— start —

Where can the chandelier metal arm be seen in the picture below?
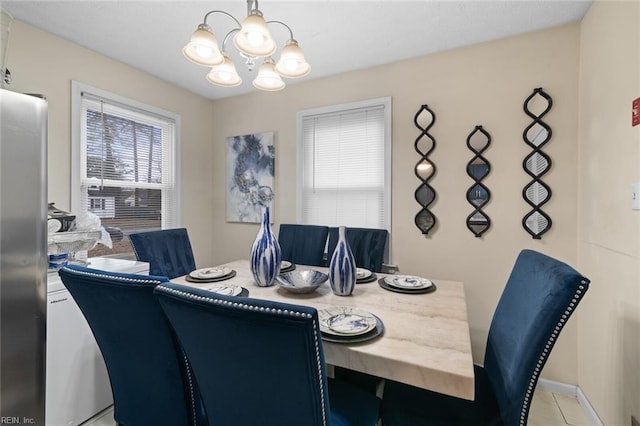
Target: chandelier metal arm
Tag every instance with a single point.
(253, 40)
(285, 25)
(224, 13)
(226, 38)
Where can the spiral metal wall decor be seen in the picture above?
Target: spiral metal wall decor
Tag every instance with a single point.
(478, 195)
(424, 144)
(537, 163)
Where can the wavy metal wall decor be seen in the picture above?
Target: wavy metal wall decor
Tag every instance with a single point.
(424, 144)
(537, 193)
(478, 195)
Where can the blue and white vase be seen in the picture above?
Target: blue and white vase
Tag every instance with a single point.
(342, 268)
(265, 254)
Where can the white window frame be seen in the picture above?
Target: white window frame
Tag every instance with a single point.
(384, 102)
(170, 211)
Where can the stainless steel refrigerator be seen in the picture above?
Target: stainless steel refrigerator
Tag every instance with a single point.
(23, 257)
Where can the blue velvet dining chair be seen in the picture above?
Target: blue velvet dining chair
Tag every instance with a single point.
(367, 245)
(303, 244)
(168, 251)
(538, 299)
(260, 362)
(151, 379)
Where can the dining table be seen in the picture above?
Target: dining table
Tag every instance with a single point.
(424, 339)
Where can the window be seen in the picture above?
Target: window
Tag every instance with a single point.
(124, 165)
(344, 165)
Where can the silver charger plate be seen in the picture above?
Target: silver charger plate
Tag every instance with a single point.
(211, 272)
(362, 273)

— end —

**Stated goal**
Quote only the lines from the line containing "Where can the wavy" through the end of the entries, keeping the first and the last.

**Result below**
Where can the wavy metal wall decor be seen in the picture above?
Target: wavy metal wall decor
Tag every instance with a single point.
(424, 144)
(537, 193)
(478, 195)
Where can the blue and white vase be seen in the picture above?
Target: blue and white vase
Tag every instance with a single point.
(342, 268)
(265, 254)
Where can the white window frame be seen in the picture above?
Target: white window frame
Tag every instance with a single point.
(384, 102)
(170, 211)
Where can the stainless steel refrigerator be seen in the picture above?
Target: stainless steel refrigerator
Tag every instance with a single point.
(23, 257)
Where can the blue velvet dining chair be seen in the picture above?
Target: blue velvet dining chair
Tag every instance with a single point.
(367, 245)
(303, 244)
(168, 251)
(538, 299)
(260, 362)
(151, 379)
Where can the dining table be seen in the picture above?
Target: dining table
Tag every instance with a single point.
(424, 339)
Where can the window be seen in the picture above?
Target: window
Tag every instance with a single point.
(124, 165)
(344, 165)
Where can the silver charger plate be seen in the picture above?
Target: silver charger plate
Tag every instance with a single point.
(211, 272)
(362, 273)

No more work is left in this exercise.